▶ **Selected text**
━━━━━━━━━━━━━━━━
After training under Rain and J. Tune Entertainment, Lee became a member of South Korean quintet boyband MBLAQ, serving as a vocalist and main dancer. The group debuted on October 9, 2009 at Rain's Legend of Rainism concert where they performed various songs from their then-unreleased single album Just BLAQ. MBLAQ's first single, "Oh Yeah", was released to the public through a music video on October 14, 2009 with their debut single album, Just BLAQ releasing on the same day. MBLAQ made their broadcast debut with the song "Oh Yeah" on Mnet's M! Countdown.

MBLAQ made their Japanese debut on May 3, 2011, with an event held at the Kanagawa Lazona Kawasaki Plaza which gathered a reported 10,000 fans. A day later, on May 4, they released their first Japanese single "Your Luv" which immediately reached first position of the Oricon Daily Charts, selling more than 11,000 copies.

With MBLAQ, he released three single albums, seven EPs and one studio album. He left the group in October 2014.
━━━━━━━━━━━━━━━━
▶ **Tasks to perform**
A: Do these statements agree with the MBLAQ passage? Answer yes or no for each, quoting the passage's deciding words exactly. (i) MBLAQ debuted at Rain's Legend of Rainism concert. (ii) "Your Luv" was released on the same day as the Japanese debut event. (iii) Lee left the group in 2012.
B: From the MBLAQ passage, extract everything from "After training under" down to "than 11,000 copies.", word for word.
The rows that follow have nothing to do with the MBLAQ passage.

▶ **Dataset excerpts**
━━━━━━━━━━━━━━━━
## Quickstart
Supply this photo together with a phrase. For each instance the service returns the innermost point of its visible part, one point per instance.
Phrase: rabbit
━━━━━━━━━━━━━━━━
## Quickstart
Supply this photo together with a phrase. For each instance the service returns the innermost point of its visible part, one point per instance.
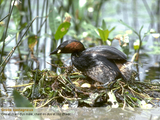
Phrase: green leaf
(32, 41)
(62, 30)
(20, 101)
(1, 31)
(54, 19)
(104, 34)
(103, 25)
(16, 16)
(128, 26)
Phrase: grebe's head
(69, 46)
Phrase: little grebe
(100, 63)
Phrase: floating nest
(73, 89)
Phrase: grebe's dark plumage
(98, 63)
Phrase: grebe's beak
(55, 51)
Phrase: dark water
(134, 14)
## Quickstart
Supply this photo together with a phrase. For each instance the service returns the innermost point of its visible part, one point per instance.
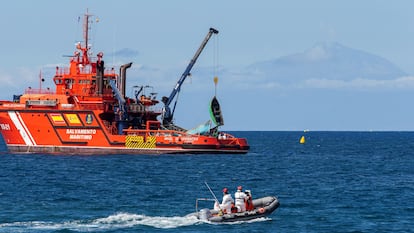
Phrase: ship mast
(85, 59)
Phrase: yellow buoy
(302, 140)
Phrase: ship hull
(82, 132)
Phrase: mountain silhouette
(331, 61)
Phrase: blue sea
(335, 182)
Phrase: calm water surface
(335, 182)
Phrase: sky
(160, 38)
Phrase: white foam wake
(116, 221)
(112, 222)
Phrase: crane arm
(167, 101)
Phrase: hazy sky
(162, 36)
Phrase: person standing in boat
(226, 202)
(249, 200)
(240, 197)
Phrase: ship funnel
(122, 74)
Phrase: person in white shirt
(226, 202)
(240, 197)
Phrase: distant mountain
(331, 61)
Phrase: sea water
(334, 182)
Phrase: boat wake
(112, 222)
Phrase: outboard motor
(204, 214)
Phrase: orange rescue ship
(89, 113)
━━━━━━━━━━━━━━━━
▶ **Solutions to the exercise**
A:
(i) Yes: "The group debuted on October 9, 2009 at Rain's Legend of Rainism concert"
(ii) No: "A day later, on May 4, they released their first Japanese single "Your Luv""
(iii) No: "He left the group in October 2014."

B:
After training under Rain and J. Tune Entertainment, Lee became a member of South Korean quintet boyband MBLAQ, serving as a vocalist and main dancer. The group debuted on October 9, 2009 at Rain's Legend of Rainism concert where they performed various songs from their then-unreleased single album Just BLAQ. MBLAQ's first single, "Oh Yeah", was released to the public through a music video on October 14, 2009 with their debut single album, Just BLAQ releasing on the same day. MBLAQ made their broadcast debut with the song "Oh Yeah" on Mnet's M! Countdown.

MBLAQ made their Japanese debut on May 3, 2011, with an event held at the Kanagawa Lazona Kawasaki Plaza which gathered a reported 10,000 fans. A day later, on May 4, they released their first Japanese single "Your Luv" which immediately reached first position of the Oricon Daily Charts, selling more than 11,000 copies.